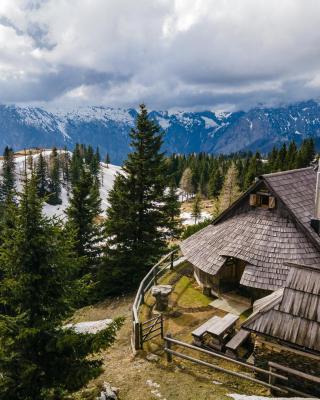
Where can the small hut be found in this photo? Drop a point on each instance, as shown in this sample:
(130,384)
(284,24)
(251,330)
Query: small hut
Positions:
(286,325)
(247,248)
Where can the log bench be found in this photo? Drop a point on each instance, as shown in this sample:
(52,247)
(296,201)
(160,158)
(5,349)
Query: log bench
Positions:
(235,343)
(198,333)
(221,330)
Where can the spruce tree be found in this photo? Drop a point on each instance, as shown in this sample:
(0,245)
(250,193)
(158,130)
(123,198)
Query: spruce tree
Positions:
(82,212)
(39,358)
(230,190)
(215,183)
(54,178)
(7,183)
(186,182)
(172,210)
(107,159)
(41,171)
(136,218)
(196,208)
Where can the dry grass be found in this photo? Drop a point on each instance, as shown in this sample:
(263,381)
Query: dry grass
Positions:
(206,205)
(137,378)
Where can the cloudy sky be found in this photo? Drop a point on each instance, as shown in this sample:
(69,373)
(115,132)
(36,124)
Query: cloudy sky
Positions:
(170,54)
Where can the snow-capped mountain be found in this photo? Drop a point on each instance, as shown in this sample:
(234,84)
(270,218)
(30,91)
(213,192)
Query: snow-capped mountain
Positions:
(185,132)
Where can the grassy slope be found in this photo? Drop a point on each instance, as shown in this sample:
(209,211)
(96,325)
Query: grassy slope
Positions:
(138,378)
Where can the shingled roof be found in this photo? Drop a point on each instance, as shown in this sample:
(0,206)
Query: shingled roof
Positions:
(294,315)
(296,189)
(265,240)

• • •

Work task » Report back every line of the entries in which "mountain" occurs.

Completed task »
Where can the snow-capped mountain be found in this photo? Drop a point on each instance, as shown in this sample:
Query: snow-capped mountain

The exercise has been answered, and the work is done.